● **Excerpt to read**:
--- START ---

Chronic obstructive pulmonary disease (COPD) is a devastating lung disease with high morbidity, mortality, as well as personal and societal burdens worldwide [1]. Exposure to inhaled noxious particles, including tobacco smoke and pollutants, is the major risk factor for COPD. Fine particulate matter (PM2.5), which has a diameter of < 2.5 μm, increases the risks for cardiovascular disease, stroke and respiratory disease [2], [3]. Recent epidemiological studies, however, reveal that PM2.5 exposure is not significantly associated with the risk of death from respiratory disease, including COPD, for unknown reasons [4]. They demonstrated that PM2.5 at low concentrations increases the risk of death from respiratory diseases, while high concentrations of PM2.5 unexpectedly reduce the risk of death [4]. Therefore, it is necessary to deeply explore the complicated and paradoxical roles of PM2.5 in respiratory diseases.

Trained memory, also known as trained immunity, is an evolutionary perspective in immunology in which innate immune cells have the characteristics of immune memory [5]. Trained immunity occurs mainly on intrinsic immune cells such as macrophages, monocytes, and dendritic cells. Alveolar macrophages are sentinel cells in the airways that clear PM2.5 and pathogens [6]. Respiratory adenoviral infection induces lasting innate memory alveolar macrophages (AMs) and promotes neutrophil infiltration, which results in excessive trained immunity [7], [8]. However, a reduction in phagocytosis by murine AMs and susceptibility to secondary pneumonia followed recovery from primary infection, which exhibits inhibitory trained immunity [7], [9]. The molecular mechanisms of trained immunity are partly known, with glycolytic metabolism and epigenetic-based rewiring being considered to play a central role. The stimuli for trained immunity are mainly pathogen components and/or vaccines. Whether the air pollutant PM2.5 may potentially activate intrinsic immune cells to induce trained immunity, causing physiological and pathological changes, remains largely unknown.

--- END ---

● **Excerpted data**:
--- START ---

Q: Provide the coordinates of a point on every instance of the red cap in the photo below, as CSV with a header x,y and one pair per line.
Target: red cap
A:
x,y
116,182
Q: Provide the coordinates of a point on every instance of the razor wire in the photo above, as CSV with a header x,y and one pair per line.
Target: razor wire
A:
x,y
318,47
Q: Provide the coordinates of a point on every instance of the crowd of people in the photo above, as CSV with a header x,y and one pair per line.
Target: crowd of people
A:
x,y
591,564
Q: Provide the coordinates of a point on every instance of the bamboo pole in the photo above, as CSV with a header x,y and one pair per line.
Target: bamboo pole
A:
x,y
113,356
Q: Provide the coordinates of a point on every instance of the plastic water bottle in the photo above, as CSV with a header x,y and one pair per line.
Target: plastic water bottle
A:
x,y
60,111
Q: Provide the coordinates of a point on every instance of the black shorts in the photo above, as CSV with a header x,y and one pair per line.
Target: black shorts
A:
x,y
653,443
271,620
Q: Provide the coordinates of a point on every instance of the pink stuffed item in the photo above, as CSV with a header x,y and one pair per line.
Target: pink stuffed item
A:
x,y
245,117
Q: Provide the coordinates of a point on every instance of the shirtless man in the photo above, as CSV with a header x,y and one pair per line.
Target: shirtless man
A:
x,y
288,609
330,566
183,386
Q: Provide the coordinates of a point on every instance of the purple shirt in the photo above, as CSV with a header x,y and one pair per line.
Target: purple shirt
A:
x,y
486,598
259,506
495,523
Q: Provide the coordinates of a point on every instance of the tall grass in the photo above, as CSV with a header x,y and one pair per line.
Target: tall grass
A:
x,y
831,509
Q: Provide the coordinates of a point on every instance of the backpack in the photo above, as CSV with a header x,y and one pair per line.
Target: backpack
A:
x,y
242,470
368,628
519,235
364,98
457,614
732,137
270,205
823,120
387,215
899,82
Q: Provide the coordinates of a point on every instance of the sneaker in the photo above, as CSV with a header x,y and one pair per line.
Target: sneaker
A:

--- END ---

● **Exercise**: List the health conditions that the passage on PM2.5 and trained immunity says fine particulate matter raises the risk of. You can skip the rows; nothing here depends on them.

● **Result of the task**: Cardiovascular disease, stroke, and respiratory disease.